Retype all the entries word for word, but omit the pictures.

### Provided material ###

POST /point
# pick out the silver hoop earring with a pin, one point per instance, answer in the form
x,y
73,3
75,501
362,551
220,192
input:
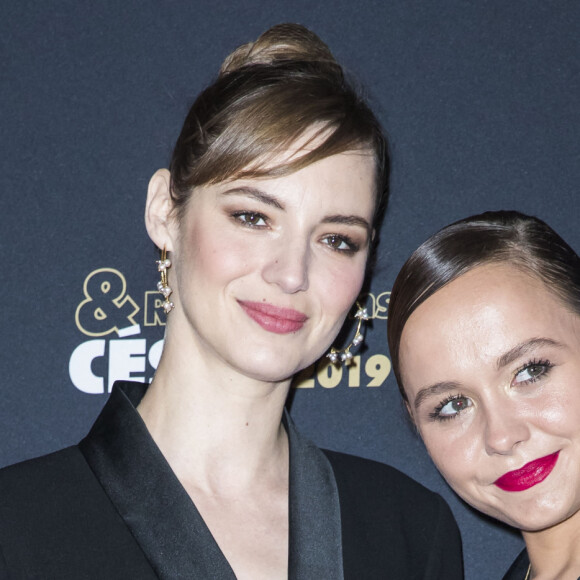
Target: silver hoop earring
x,y
345,356
162,266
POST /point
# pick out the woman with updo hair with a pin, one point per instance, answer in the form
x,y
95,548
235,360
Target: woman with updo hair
x,y
265,222
484,336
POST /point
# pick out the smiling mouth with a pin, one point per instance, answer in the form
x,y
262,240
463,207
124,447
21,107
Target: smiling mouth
x,y
529,475
274,319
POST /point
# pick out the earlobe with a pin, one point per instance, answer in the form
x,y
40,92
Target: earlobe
x,y
158,214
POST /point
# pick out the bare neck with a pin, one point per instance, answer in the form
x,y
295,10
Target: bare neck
x,y
555,552
218,430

###

**Your response**
POST /point
# pick out the silver hoop earring with a pin, one point per instance, answer in the form
x,y
73,3
75,501
362,551
220,192
input:
Target: silver hoop earring
x,y
345,356
162,266
POST /point
# pick out the woman with updo hair with a pin, one point per instance, answer in the form
x,y
95,548
235,360
Target: woman with updo hair
x,y
265,222
484,336
POST /point
# pick out the smiling mouth with a pin, one point per instance, answer in the form
x,y
262,240
463,207
124,447
21,107
Target: smiling mouth
x,y
529,475
274,319
POST /point
# pick out the earlobe with a pin, one point per instance, answer in the form
x,y
40,92
Target: earlobe
x,y
158,214
POST /point
# pick out the bare neck with a pin, one point per instance, answer in the form
x,y
295,10
Target: bare neck
x,y
555,552
218,430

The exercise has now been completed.